§ Items from a data source:
--- Begin ---

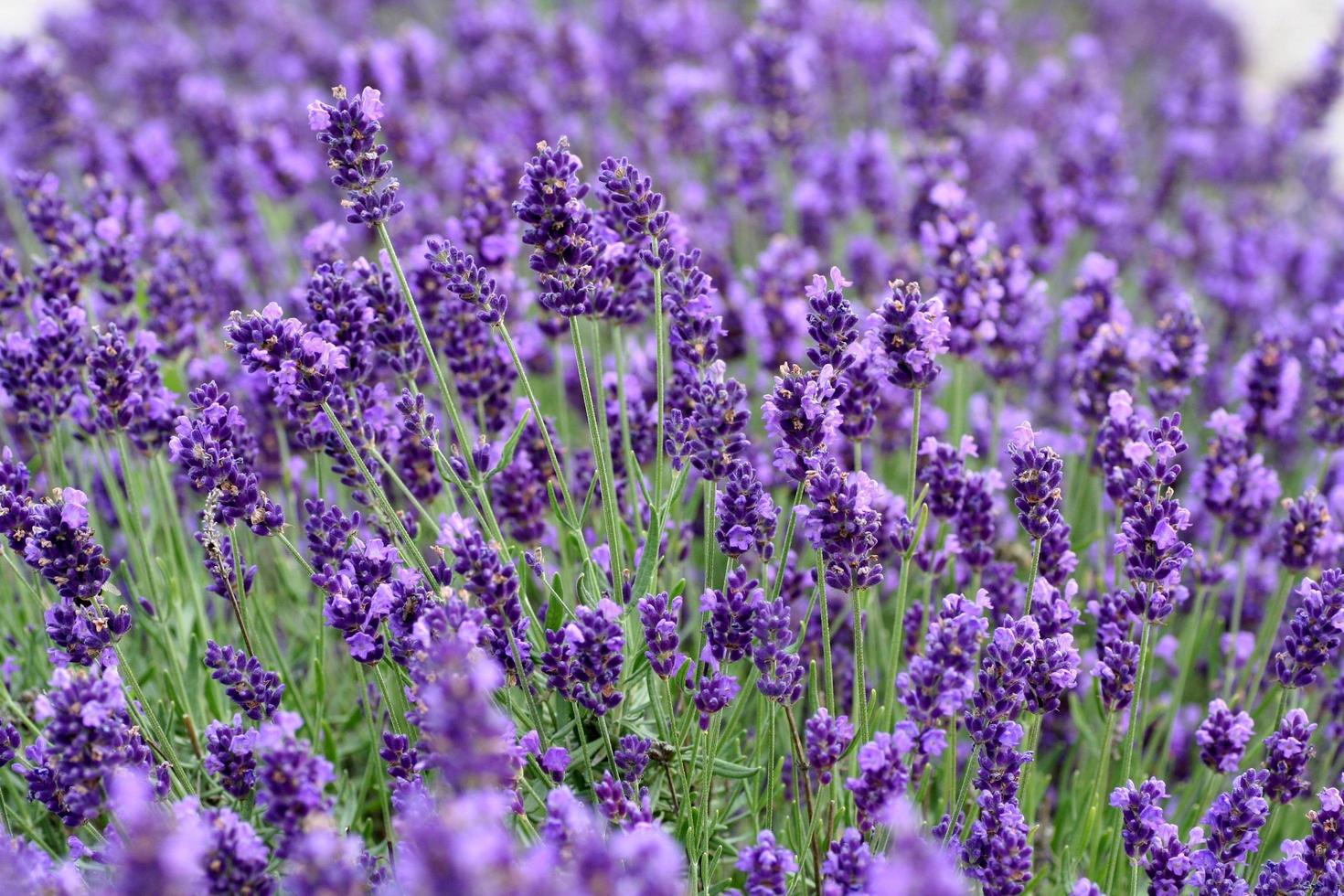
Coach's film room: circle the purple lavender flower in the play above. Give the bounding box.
[1195,768,1269,870]
[1264,709,1316,805]
[206,641,285,721]
[752,596,806,707]
[695,672,741,731]
[203,713,257,799]
[700,566,766,662]
[735,830,798,896]
[714,461,780,563]
[514,137,600,317]
[540,598,625,716]
[1195,699,1255,773]
[1307,306,1344,447]
[23,489,112,603]
[640,591,686,678]
[308,86,406,227]
[19,667,152,827]
[1278,490,1330,572]
[1275,570,1344,688]
[803,707,853,784]
[425,238,508,326]
[1010,424,1064,540]
[798,454,881,591]
[1110,778,1168,859]
[257,712,336,857]
[761,366,840,482]
[844,721,919,831]
[869,280,952,389]
[963,790,1032,896]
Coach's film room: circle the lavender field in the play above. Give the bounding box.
[0,0,1344,896]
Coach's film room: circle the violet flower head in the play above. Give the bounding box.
[206,641,285,721]
[425,238,508,326]
[806,267,859,373]
[714,461,780,563]
[871,280,952,389]
[640,591,686,678]
[735,830,798,896]
[1278,490,1330,572]
[797,454,881,591]
[752,596,806,707]
[257,712,336,856]
[1307,306,1344,449]
[597,155,673,270]
[203,713,257,799]
[700,566,766,662]
[1264,709,1316,805]
[540,598,625,716]
[803,707,853,784]
[1275,570,1344,688]
[514,137,600,317]
[761,366,840,482]
[1110,778,1168,859]
[1009,423,1064,540]
[308,86,406,227]
[1196,768,1269,868]
[695,672,741,731]
[1195,699,1255,773]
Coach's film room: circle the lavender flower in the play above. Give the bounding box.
[308,86,406,227]
[206,641,285,721]
[1275,570,1344,688]
[869,280,952,389]
[1264,709,1316,805]
[640,591,686,678]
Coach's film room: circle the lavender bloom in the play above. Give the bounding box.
[308,86,406,227]
[695,672,741,731]
[1010,424,1064,540]
[1307,306,1344,447]
[686,379,752,482]
[200,808,275,896]
[1195,768,1269,872]
[203,713,257,799]
[23,489,112,603]
[206,641,285,721]
[821,827,872,896]
[1278,490,1330,572]
[257,712,336,857]
[406,612,517,793]
[1110,778,1168,859]
[844,721,919,833]
[1147,297,1209,414]
[640,591,686,678]
[19,667,152,827]
[714,461,780,563]
[700,566,764,662]
[752,596,806,707]
[597,155,672,269]
[803,707,853,784]
[806,267,859,373]
[869,280,952,389]
[798,454,881,591]
[963,791,1032,896]
[735,830,798,896]
[540,598,625,716]
[514,137,600,317]
[1264,709,1316,805]
[1275,570,1344,688]
[761,366,840,482]
[1195,699,1255,773]
[425,238,508,326]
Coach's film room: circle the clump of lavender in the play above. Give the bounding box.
[308,86,406,227]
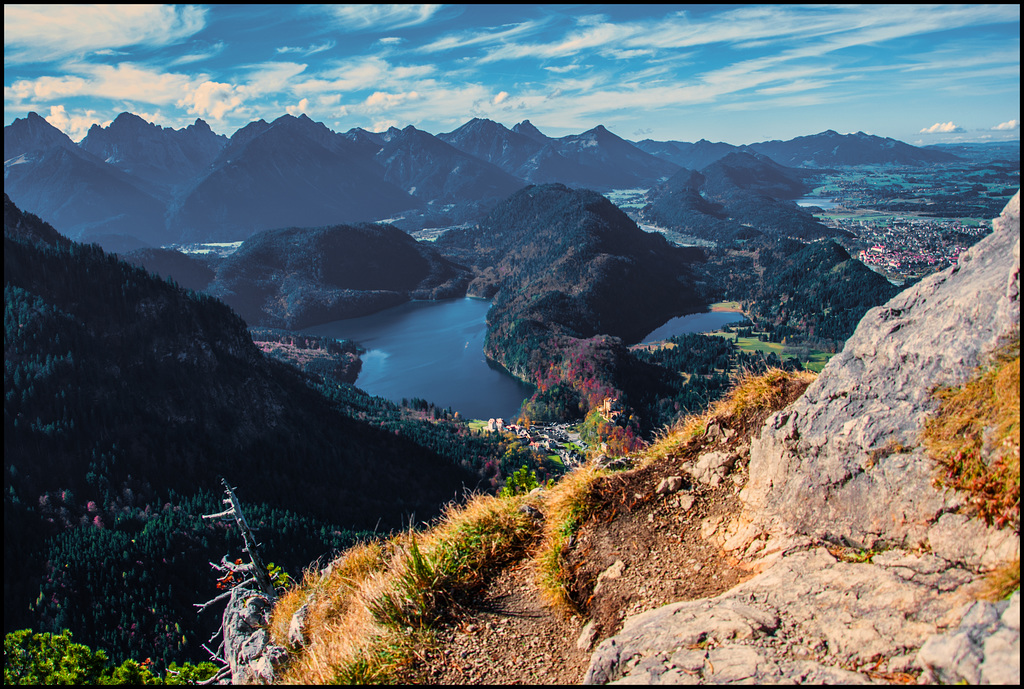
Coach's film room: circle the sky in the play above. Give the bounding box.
[4,4,1020,145]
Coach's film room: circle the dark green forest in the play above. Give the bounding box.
[4,200,538,663]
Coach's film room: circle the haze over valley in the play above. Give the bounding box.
[4,5,1020,682]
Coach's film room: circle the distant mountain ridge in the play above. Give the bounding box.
[79,113,227,198]
[205,224,469,330]
[4,113,956,251]
[749,129,959,168]
[640,150,843,243]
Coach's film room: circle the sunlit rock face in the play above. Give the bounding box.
[743,192,1020,564]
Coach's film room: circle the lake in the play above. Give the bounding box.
[797,197,839,211]
[640,311,746,344]
[303,297,743,419]
[304,297,532,419]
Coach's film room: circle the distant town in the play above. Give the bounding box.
[822,213,992,284]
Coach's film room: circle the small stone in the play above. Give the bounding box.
[654,476,683,496]
[577,620,597,651]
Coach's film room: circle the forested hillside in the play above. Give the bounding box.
[207,223,469,329]
[4,200,507,661]
[438,184,702,440]
[702,236,899,352]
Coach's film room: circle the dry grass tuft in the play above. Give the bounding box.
[271,496,539,684]
[271,371,814,684]
[534,465,607,612]
[645,369,817,458]
[922,332,1021,528]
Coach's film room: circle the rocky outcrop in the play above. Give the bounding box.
[221,588,288,684]
[742,192,1020,567]
[585,193,1020,684]
[584,548,973,684]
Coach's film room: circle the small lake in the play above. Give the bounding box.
[797,197,839,211]
[304,297,532,419]
[640,311,746,344]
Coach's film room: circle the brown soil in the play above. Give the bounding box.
[401,459,742,684]
[398,370,808,684]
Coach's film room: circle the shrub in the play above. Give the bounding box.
[922,331,1021,528]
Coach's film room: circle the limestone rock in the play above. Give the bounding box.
[741,192,1020,566]
[221,589,288,684]
[918,590,1021,686]
[594,560,626,596]
[584,548,973,684]
[654,476,683,496]
[690,451,736,488]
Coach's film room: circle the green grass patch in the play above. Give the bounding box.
[708,332,835,373]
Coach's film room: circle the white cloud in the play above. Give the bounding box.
[4,62,195,104]
[3,5,207,67]
[3,77,87,102]
[325,5,441,31]
[239,62,306,98]
[362,91,420,113]
[168,41,226,66]
[46,105,110,141]
[177,81,242,120]
[370,120,398,132]
[918,122,966,134]
[544,64,580,74]
[419,20,546,52]
[276,41,337,56]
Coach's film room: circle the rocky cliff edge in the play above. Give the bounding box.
[585,192,1020,684]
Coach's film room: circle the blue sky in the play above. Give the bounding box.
[4,4,1020,145]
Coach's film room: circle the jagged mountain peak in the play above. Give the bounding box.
[512,120,551,143]
[3,112,77,161]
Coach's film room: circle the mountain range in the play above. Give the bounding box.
[4,113,956,251]
[640,150,846,242]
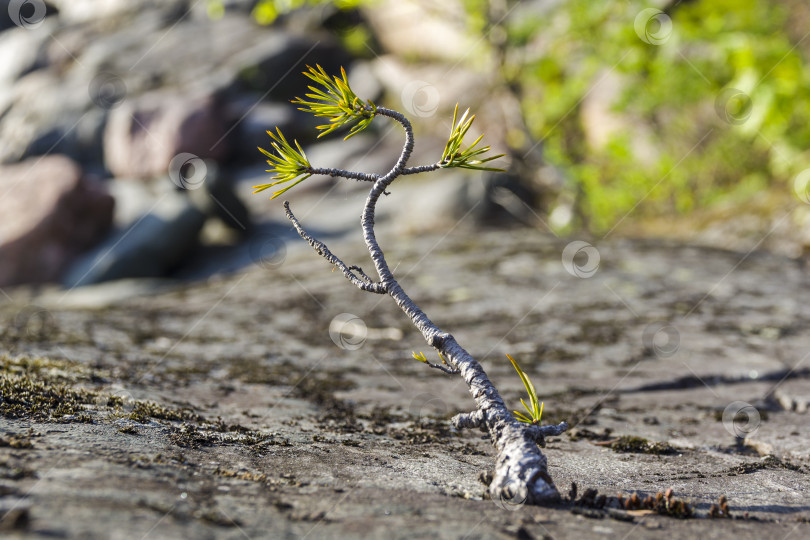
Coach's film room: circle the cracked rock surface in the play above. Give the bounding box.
[0,218,810,539]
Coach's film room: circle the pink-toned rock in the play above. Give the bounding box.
[104,93,228,178]
[0,156,115,287]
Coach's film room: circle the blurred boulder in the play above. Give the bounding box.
[63,190,206,288]
[104,92,229,178]
[0,155,114,287]
[48,0,179,23]
[62,159,252,288]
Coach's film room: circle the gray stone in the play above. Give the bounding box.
[63,190,206,288]
[104,92,229,178]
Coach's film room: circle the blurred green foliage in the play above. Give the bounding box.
[465,0,810,232]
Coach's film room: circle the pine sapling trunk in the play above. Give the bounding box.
[256,66,568,504]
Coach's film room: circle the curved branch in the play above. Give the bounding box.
[361,107,560,503]
[284,201,387,294]
[307,167,380,182]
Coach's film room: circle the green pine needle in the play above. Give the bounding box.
[440,103,505,171]
[253,128,312,199]
[506,354,543,425]
[292,64,377,140]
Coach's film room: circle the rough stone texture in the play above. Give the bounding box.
[0,156,114,287]
[0,214,810,539]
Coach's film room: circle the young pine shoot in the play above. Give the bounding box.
[506,354,543,425]
[254,66,568,504]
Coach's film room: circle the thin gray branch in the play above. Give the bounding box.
[307,163,441,182]
[450,410,486,429]
[422,360,461,375]
[527,422,568,438]
[284,103,567,504]
[284,201,387,294]
[307,167,380,182]
[349,265,374,283]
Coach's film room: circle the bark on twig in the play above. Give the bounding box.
[284,107,568,504]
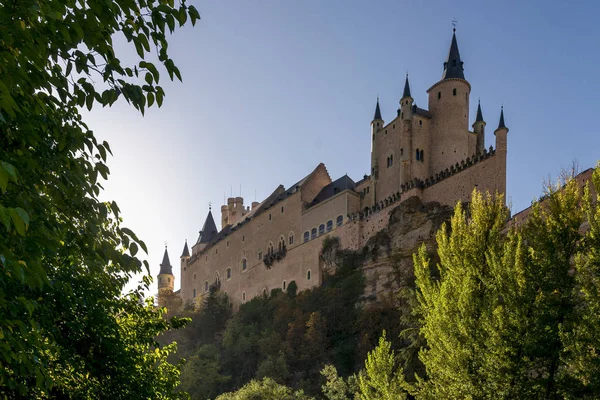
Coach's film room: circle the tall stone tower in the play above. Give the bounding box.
[427,29,472,174]
[158,246,175,307]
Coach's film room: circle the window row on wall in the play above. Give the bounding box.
[304,215,344,242]
[192,268,312,302]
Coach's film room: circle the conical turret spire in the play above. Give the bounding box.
[402,74,412,98]
[159,246,173,275]
[196,208,219,243]
[475,102,483,122]
[498,106,506,129]
[442,28,465,80]
[180,239,190,258]
[373,96,382,120]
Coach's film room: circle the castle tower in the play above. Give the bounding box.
[494,106,508,201]
[192,207,219,254]
[158,246,175,307]
[369,96,383,203]
[473,102,485,153]
[179,239,190,276]
[427,29,474,174]
[398,74,414,186]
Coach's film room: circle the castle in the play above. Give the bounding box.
[158,31,508,307]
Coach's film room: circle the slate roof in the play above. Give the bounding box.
[158,246,173,275]
[373,97,381,120]
[311,175,356,206]
[475,103,483,122]
[402,74,412,98]
[498,106,506,129]
[181,239,190,257]
[442,32,465,80]
[196,210,219,244]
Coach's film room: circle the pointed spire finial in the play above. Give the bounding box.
[498,105,506,129]
[373,95,382,120]
[475,100,483,122]
[402,73,412,98]
[442,20,465,80]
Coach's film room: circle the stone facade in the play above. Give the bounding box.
[159,30,508,307]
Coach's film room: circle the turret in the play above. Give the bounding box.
[157,246,175,307]
[473,103,485,153]
[427,29,473,174]
[400,74,414,120]
[180,239,190,268]
[494,106,508,157]
[371,97,383,179]
[192,207,219,254]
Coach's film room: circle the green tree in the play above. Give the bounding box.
[0,0,199,399]
[415,170,600,399]
[180,345,231,400]
[358,331,406,400]
[216,378,312,400]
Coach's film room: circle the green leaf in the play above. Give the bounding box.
[129,242,138,257]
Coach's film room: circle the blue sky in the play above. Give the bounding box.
[85,0,600,294]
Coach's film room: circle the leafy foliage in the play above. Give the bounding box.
[216,378,312,400]
[0,0,199,399]
[415,169,600,399]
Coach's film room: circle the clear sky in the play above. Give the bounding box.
[85,0,600,293]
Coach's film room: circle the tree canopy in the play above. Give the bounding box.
[0,0,199,399]
[415,168,600,399]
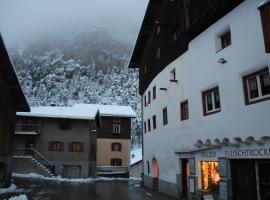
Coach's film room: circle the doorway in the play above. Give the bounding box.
[152,158,159,191]
[231,160,257,200]
[180,159,189,197]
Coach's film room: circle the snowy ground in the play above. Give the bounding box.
[12,173,141,183]
[130,148,142,165]
[0,177,177,200]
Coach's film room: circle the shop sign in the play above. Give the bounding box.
[219,158,228,178]
[219,182,228,200]
[189,177,195,193]
[188,158,195,175]
[224,148,270,158]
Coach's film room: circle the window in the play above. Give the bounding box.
[152,115,157,129]
[113,124,121,133]
[147,161,150,174]
[163,108,168,125]
[113,117,121,122]
[259,1,270,53]
[170,69,177,82]
[180,100,189,121]
[157,48,160,59]
[243,68,270,104]
[69,142,84,152]
[147,119,151,132]
[201,161,220,192]
[220,30,232,49]
[153,86,157,100]
[144,95,147,107]
[172,26,180,41]
[202,87,221,115]
[156,26,160,35]
[59,120,72,130]
[112,142,121,151]
[144,122,147,133]
[49,141,64,151]
[111,158,122,166]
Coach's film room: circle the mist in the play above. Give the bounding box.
[0,0,148,47]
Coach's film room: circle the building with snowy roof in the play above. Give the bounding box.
[0,34,29,188]
[14,104,136,178]
[129,0,270,200]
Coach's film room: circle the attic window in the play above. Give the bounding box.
[157,48,160,59]
[156,26,160,35]
[172,26,180,41]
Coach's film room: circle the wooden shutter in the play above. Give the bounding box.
[119,143,122,151]
[259,2,270,53]
[48,142,53,151]
[68,142,72,152]
[59,142,64,151]
[79,143,84,152]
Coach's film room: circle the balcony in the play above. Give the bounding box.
[15,124,40,135]
[97,166,129,176]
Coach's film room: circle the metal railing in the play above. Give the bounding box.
[13,148,55,174]
[97,166,128,173]
[15,124,40,134]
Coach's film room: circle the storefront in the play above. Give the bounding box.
[176,139,270,200]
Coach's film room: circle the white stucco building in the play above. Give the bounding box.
[129,0,270,200]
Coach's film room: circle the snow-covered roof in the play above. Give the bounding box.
[17,104,136,120]
[15,131,38,135]
[74,104,137,117]
[130,148,142,165]
[17,106,98,120]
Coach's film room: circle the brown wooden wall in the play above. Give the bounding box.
[135,0,244,94]
[0,69,16,156]
[98,117,131,139]
[260,3,270,53]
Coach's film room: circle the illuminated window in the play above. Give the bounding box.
[202,161,220,191]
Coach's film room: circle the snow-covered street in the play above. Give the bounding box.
[0,177,176,200]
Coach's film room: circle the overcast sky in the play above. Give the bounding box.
[0,0,148,46]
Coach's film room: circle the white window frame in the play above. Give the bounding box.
[204,88,221,114]
[113,124,121,134]
[245,72,270,102]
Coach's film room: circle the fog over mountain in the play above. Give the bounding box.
[0,0,147,143]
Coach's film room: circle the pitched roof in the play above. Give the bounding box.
[0,33,30,112]
[74,104,137,118]
[17,104,136,120]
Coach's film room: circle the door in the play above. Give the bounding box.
[181,159,189,197]
[152,158,159,191]
[66,166,81,178]
[231,160,257,200]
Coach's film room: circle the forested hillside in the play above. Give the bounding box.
[10,31,141,147]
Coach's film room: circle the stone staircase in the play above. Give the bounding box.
[12,148,55,177]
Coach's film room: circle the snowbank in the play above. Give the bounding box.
[12,173,141,183]
[0,184,17,194]
[8,194,28,200]
[130,148,142,165]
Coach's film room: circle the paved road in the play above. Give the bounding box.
[0,178,175,200]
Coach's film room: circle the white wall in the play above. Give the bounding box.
[143,0,270,183]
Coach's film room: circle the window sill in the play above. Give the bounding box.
[216,44,232,53]
[246,95,270,106]
[203,109,221,116]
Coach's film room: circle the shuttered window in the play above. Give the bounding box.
[180,100,189,121]
[111,142,122,151]
[259,1,270,53]
[49,141,64,151]
[69,142,84,152]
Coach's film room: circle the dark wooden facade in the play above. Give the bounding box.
[129,0,244,94]
[259,1,270,53]
[98,116,131,139]
[0,36,30,187]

--- End ---

§ REQUIREMENTS:
Rewrite the stretch of the material from the line containing "Coach's film room: circle the small lake" through the line containing "[0,218,810,539]", scaling every bounding-box coordinate by 0.6 and rounding to whole numbers, with halves rounded up. Keep all other lines unchanged and leave the pictures out.

§ RESULT OF THE EXERCISE:
Coach's film room: circle the small lake in the play above. Give the bounding box.
[478,118,503,127]
[182,178,319,251]
[384,187,448,206]
Coach's film room: circle the brown soil in the play above. Give the bounding box.
[241,275,445,410]
[239,222,485,410]
Coach's film room: circle the shrub in the play above. Give the bounding box.
[553,199,613,317]
Coach's film room: circle the limestone rock in the play above. Give the bounding box.
[445,115,612,340]
[133,353,173,410]
[551,354,613,412]
[356,336,376,358]
[350,329,584,410]
[392,286,410,298]
[414,271,442,293]
Coach's film room: circle the green grass patch in the play above. Give the bounding box.
[425,199,501,224]
Coach's film room: circle the white cloud in the play above. Give the bounding box.
[2,37,117,62]
[2,3,124,40]
[2,46,52,61]
[195,3,265,19]
[143,37,184,59]
[217,55,252,68]
[101,25,136,40]
[28,63,66,85]
[106,49,145,72]
[222,72,239,79]
[551,73,580,80]
[326,38,348,44]
[251,12,328,31]
[166,25,202,34]
Coach's film room: circle the rocky cliff edge in the play above. Give the bounding box.
[351,115,612,410]
Coach's film room: circle the blue sky in the play above. Give the bounding box.
[2,2,612,87]
Coach's film room: circle the jagged mountain peak in the play above. Give the bounding box.
[307,72,331,86]
[2,67,46,97]
Coach's film room: circle the mountain range in the play above. Give the bounding box.
[2,68,574,151]
[384,90,508,145]
Coach's film room: circle the cracked rock surface in the play above. Give the bounding box.
[0,131,486,323]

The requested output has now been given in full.